Task: State the count of lines below featuring the word "When", and write nothing further.

Referring expression data:
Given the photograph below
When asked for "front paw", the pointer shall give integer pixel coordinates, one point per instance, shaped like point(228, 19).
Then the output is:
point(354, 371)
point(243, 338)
==
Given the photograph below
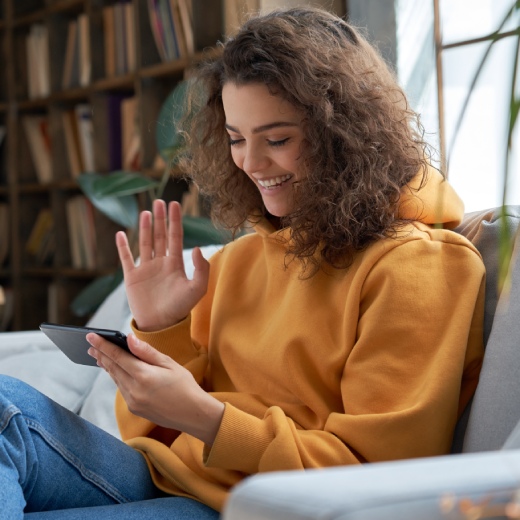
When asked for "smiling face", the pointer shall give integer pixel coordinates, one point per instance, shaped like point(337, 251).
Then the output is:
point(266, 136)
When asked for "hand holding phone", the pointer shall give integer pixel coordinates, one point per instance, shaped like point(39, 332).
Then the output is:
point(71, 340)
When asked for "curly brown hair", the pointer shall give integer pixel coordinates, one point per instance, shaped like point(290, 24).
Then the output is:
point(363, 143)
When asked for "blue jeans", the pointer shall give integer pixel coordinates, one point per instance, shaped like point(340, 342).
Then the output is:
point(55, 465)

Result for this task: 5